======== Texto fornecido ========

VI – TERCEIRA MODIFICAÇÃO DA REGRA DO CUMPRIMENTO DA PENA

 Contudo, o Supremo Tribunal Federal (STF), quando do julgamento do Habeas Corpus nº 126292, em 2016, decidiu admitir a prisão após a condenação em segunda instância, com sete votos a favor e quatro contrários.

Dentre os Ministros que votaram em prol da admissão da prisão em segunda instância está o Ministro Edson Fachin, que divergiu do relator, votando pelo indeferimento da medida cautelar, interpretando o artigo 283 do CPP nos moldes da Constituição Federal, defendendo que o início da execução criminal é coerente com Constituição Federal quando ocorrer condenação ratificada em segundo grau, salvante quando for admitido efeito suspensivo a eventual recurso a cortes superiores. Ademais, destacou o Ministro Fachin que a Constituição não tem o escopo de outorgar uma terceira ou quarta chance para a revisão de uma decisão com a qual o réu não se conforma e considera injusta. Para o Ministro, o acesso individual às instâncias extraordinárias visa a propiciar ao STF e ao STJ exercer seus papéis de uniformizadores da interpretação das normas constitucionais e do direito infraconstitucional. Afirma, ainda, que retomar o entendimento anterior ao julgamento do HC 126292 não é a solução adequada e não se coaduna com as competências atribuídas pela Constituição às cortes superiores. E, finalmente, afastou o argumento de irretroatividade do entendimento jurisprudencial prejudicial ao réu, entendendo que tais regras se aplicam apenas ás leis penal, mas não à jurisprudência.

======== Material apresentado ========

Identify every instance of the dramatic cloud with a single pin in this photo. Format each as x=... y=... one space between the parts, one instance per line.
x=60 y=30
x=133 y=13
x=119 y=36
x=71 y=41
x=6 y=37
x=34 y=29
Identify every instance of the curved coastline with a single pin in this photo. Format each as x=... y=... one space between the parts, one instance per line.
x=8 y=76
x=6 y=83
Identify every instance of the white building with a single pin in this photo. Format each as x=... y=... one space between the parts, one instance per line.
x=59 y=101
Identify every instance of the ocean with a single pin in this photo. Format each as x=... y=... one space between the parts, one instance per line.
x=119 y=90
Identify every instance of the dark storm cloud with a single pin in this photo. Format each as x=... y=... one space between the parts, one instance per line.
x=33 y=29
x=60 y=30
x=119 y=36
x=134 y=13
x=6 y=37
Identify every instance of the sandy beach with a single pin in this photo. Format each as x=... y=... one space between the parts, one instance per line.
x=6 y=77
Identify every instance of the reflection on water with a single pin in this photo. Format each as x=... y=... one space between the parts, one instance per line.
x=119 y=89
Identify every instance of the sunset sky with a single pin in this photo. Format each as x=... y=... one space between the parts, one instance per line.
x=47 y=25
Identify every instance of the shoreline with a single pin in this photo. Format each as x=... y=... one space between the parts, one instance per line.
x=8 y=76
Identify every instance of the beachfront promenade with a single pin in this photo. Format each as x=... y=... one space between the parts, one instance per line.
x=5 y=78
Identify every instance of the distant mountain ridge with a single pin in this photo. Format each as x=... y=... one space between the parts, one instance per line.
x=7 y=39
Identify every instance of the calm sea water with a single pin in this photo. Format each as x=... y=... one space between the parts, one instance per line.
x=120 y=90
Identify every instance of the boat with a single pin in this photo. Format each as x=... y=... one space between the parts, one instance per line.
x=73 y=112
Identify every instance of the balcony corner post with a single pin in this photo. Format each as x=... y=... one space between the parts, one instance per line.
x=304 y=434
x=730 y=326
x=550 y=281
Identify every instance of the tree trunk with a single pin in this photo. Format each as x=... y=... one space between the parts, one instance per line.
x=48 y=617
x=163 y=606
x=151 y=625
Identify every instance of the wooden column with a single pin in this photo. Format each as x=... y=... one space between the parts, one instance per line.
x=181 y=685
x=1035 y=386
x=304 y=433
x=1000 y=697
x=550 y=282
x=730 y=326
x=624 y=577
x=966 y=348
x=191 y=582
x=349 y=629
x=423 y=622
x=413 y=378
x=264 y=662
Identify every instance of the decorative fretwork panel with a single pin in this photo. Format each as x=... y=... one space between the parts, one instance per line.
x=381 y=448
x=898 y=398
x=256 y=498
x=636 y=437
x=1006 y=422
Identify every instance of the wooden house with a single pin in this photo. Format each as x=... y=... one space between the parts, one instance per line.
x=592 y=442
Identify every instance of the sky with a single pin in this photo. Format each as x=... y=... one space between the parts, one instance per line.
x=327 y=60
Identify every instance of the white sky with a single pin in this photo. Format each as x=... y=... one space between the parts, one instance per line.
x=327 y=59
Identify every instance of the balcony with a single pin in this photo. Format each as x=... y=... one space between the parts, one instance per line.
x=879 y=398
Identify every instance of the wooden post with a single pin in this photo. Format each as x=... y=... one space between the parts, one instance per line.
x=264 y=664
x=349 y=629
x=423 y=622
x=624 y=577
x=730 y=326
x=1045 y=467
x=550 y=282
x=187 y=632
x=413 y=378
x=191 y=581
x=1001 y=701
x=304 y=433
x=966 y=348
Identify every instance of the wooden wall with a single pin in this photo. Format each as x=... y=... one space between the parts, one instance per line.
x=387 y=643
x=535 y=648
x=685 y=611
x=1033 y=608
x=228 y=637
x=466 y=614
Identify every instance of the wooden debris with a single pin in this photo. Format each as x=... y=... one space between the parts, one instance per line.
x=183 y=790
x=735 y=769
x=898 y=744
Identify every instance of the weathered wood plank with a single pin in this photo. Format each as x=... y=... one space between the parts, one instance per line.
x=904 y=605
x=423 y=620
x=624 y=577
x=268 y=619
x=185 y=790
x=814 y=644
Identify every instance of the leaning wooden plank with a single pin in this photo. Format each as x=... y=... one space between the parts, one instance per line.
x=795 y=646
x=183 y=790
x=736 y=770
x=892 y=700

========
======== Material apresentado ========

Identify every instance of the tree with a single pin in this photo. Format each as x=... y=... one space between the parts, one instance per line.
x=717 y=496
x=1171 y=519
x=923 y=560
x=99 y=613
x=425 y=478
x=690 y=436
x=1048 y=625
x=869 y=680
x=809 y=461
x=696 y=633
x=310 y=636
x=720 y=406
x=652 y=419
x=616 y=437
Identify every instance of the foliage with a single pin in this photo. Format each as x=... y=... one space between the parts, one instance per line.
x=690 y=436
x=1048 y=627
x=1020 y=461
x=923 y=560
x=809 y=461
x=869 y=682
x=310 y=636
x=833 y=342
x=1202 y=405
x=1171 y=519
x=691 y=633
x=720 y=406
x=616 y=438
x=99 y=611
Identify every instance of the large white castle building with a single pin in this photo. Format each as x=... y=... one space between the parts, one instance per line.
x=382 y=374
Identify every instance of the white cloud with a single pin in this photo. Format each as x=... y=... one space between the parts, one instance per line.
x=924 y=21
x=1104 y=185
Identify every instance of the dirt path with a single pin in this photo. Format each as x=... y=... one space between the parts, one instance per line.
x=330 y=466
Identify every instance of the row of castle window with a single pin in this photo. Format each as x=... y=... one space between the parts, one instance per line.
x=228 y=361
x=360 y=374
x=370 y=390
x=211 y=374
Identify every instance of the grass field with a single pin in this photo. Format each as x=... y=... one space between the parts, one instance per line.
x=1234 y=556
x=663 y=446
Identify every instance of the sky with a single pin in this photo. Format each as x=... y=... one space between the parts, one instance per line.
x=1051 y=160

========
======== Material apresentado ========

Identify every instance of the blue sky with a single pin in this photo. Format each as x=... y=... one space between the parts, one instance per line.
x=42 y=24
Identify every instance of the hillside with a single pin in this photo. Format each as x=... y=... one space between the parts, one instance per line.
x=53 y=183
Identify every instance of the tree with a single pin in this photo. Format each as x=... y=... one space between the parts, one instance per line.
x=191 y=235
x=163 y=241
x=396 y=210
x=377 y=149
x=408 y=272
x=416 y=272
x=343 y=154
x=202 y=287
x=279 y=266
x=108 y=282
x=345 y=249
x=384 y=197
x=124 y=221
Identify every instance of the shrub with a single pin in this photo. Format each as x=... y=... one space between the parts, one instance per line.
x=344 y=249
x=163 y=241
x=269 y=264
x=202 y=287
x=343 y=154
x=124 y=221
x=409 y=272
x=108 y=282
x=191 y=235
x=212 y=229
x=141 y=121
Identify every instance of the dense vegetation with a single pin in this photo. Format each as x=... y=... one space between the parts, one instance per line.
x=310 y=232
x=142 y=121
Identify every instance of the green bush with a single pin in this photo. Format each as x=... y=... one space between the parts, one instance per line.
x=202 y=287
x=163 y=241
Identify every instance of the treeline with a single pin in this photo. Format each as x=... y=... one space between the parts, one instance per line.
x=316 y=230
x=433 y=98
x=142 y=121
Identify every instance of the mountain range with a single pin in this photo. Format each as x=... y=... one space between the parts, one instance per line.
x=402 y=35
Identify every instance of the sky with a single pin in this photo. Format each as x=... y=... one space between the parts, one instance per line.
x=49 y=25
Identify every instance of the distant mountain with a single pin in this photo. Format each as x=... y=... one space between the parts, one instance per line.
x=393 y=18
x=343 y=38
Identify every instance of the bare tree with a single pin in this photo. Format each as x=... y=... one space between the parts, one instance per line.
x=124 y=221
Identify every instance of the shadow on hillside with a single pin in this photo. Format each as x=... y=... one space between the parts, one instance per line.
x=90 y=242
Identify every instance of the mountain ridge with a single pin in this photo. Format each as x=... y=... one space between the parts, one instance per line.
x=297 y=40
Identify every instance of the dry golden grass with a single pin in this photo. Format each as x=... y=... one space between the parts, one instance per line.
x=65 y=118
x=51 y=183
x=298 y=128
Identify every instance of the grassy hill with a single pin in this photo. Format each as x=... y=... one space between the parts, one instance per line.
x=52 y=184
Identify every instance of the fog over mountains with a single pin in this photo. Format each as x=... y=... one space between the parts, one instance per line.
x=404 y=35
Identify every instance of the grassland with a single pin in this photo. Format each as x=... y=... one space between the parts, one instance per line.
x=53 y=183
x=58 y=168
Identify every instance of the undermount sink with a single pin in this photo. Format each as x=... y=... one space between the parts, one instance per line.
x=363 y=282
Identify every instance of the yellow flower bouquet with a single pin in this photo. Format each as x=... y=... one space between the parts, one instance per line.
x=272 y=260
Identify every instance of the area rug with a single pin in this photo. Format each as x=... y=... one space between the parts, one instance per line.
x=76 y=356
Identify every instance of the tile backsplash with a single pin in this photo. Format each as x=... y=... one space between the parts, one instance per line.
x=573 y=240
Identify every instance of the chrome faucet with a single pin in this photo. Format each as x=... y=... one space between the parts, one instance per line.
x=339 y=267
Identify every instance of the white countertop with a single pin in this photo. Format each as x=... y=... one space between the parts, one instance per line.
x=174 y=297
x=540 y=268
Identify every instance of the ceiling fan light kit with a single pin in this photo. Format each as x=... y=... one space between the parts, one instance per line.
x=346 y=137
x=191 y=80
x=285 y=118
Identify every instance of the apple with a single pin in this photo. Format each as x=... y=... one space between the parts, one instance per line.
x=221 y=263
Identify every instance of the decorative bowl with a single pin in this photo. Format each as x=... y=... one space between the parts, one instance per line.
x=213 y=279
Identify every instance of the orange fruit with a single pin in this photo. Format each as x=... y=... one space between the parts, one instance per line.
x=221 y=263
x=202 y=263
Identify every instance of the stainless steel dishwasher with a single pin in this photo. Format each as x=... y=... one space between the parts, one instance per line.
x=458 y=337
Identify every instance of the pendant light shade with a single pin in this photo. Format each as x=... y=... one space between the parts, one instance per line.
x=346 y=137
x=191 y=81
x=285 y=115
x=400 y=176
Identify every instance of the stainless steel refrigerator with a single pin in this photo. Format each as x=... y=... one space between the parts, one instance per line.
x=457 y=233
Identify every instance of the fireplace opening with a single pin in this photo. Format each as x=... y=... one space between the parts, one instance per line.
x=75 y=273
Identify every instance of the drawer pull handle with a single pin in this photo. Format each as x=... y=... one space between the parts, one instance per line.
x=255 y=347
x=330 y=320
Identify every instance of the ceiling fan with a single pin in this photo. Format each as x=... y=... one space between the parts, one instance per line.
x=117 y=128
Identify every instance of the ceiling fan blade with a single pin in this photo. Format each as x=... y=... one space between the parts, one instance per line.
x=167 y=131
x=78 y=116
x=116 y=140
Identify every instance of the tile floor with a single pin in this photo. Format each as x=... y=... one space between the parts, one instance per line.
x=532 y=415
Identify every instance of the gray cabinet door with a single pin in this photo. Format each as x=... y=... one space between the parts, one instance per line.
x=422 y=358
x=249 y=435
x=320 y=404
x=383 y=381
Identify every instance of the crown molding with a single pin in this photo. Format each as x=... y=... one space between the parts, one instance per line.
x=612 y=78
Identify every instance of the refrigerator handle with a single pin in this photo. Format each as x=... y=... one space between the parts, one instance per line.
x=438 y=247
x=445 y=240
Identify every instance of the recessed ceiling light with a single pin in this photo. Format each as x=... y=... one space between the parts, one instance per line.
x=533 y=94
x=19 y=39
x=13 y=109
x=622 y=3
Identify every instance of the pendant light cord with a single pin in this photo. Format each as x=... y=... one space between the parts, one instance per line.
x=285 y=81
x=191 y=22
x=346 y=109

========

__Tarefa 1__.
No texto sobre a prisão após condenação em segunda instância, qual foi o placar da votação do STF no julgamento do Habeas Corpus nº 126292?
__Tarefa 2__.
Prossiga com o texto sobre a prisão após condenação em segunda instância a partir do ponto em que ele termina.
Os itens não têm nenhum papel aqui.

__Resposta escrita 1__.
Sete votos a favor e quatro contrários.

__Resposta escrita 2__.
Nesse sentido buscar-se-á compilar a tendência jurisprudencial do STF, que deu azo ao cumprimento de pena após o julgamento de segunda instância, que vem sendo respaldada até a presente data, in verbis:

“EMENTA: CONSTITUCIONAL. Habeas Corpus. PRINCÍPIO CONSTITUCIONAL DA PRESUNÇÃO DE INOCÊNCIA (CF, ART. 5º, LVII). SENTENÇA PENAL CONDENATÓRIA CONFIRMADA POR TRIBUNAL DE SEGRUNDO GRAU DE JURISDIÇÃO. EXECUÇÃO PROVISÓRIA. POSSIBILIDADE. 1. A execução provisória de acórdão penal condenatório proferido em grau de apelação, ainda que sujeito a recurso especial ou extraordinário, não compromete o princípio constitucional da presunção de inocência afirmado pelo artigo 5º, inciso LVII, da Constituição Federal. 2. Habeas Corpus denegado”. (HC 126292/SP – STF, 2ª Turma, Rel. Min. Teori Zavascki, Tribunal Pleno, Julg. 17/02/2016, Pub. Dje 100, data 17/05/2016).

DECISÃO:

A turma, por votação unânime, afetou o julgamento do feito ao Plenário do Supremo Tribunal Federal, por indicação do Ministro Relator. Presidência do Senhor Ministro Dias Toffoli, 2ª Turma, 15.12.2015. Decisão: O Tribunal, por maioria e nos termos do voto do Relator, denegou a ordem, com a consequente revogação da liminar, vencidos os Ministros Rosa Weber, Marco Aurélio, Celso de Mello e Ricardo Lewandowski (Presidente). Falou, pelo Ministério Público Federal, o Dr. Rodrigo Janot Monteiro de Barros, Procurador-Geral da República.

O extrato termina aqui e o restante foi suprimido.